* **TEXT SEGMENT**:
>>>

Is it an assumption to say LFA means unintelligent?
Akari_Blue
Hummingbird
Joined: 14 Nov 2010
Age: 32
Gender: Non-binary
Posts: 21
Location: near Seattle, WA
Or I could be completely wrong about that. It's impossible to know.
Do not know about Carly, but this is true for me. Before I learned to type, I was not as smart. I had more trouble making sense of the world around me. I could not organize my actions in sequence. I had much trouble figuring out how to resolve problems because I had not good ability to identify the problems.
No one taught me but I had computers to play with since I was very young because of a parent who worked in the industry. When I learned typing words there was a reduction in chaos due to my ability to assign the words to sensations, events, situations, problems. I am not the same now as I was before I learned to type. But it is small change not much noticeable to people except in how much less time I spend screaming now than I did before.
But it is not a permanent change. Typing skill for me requires constant use and practice to maintain and even then it is not always working. It is an un-ending exhaustion that pushes out more interesting things. There is no one to take care of me if I lose my typing ability and the alternatives are not good so it is worthwhile for me. The effort may not be worthwhile to others. Happiness is more important than being able to type and be functional.
Takes an imaginary situation as an example. Say you have a safe. It's the ultimate safe that know one can open. It may have a billion dollars worth of gold in it, or it might not. No one can open the safe. Even if it does have a million in gold, no one can tell, because no one can open it or see in it.

<<<

* **WORK ITEM**:
In the forum post, why did the writer have computers to play with from a very young age?

* **RECORDS PROVIDED**:
>>>

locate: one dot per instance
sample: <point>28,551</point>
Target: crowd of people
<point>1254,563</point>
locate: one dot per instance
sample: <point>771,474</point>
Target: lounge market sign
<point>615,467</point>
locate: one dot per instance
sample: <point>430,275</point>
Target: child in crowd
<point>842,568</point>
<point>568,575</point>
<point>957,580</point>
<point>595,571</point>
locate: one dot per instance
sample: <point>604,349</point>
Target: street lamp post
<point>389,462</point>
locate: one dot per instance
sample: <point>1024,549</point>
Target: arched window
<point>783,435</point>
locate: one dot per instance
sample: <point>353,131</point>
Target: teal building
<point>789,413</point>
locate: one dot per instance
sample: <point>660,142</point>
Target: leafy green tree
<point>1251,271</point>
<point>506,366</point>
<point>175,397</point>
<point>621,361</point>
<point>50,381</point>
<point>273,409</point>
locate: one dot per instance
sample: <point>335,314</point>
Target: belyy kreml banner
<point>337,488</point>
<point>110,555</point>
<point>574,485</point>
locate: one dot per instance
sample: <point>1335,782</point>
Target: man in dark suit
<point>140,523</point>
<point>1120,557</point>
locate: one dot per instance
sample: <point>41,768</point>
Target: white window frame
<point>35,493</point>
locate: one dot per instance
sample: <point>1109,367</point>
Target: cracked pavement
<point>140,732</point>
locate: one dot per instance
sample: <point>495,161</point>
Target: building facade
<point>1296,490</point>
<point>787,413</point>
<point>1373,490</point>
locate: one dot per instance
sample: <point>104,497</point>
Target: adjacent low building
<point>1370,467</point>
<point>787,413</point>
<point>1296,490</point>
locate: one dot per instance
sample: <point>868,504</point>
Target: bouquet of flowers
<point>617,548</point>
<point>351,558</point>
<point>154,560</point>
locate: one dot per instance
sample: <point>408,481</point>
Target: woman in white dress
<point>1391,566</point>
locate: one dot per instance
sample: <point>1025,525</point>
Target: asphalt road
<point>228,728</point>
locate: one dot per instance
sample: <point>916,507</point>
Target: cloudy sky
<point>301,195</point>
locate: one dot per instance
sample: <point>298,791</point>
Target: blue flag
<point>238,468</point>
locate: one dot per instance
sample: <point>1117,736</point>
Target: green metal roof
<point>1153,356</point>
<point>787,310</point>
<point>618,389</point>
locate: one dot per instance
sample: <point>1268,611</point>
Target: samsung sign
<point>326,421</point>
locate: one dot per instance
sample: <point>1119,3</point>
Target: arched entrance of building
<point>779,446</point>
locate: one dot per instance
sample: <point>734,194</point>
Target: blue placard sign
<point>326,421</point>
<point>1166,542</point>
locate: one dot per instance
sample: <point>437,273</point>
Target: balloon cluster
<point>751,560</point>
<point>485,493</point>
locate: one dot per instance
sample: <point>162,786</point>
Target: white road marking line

<<<

* **ANSWER BOX**:
A parent worked in the industry.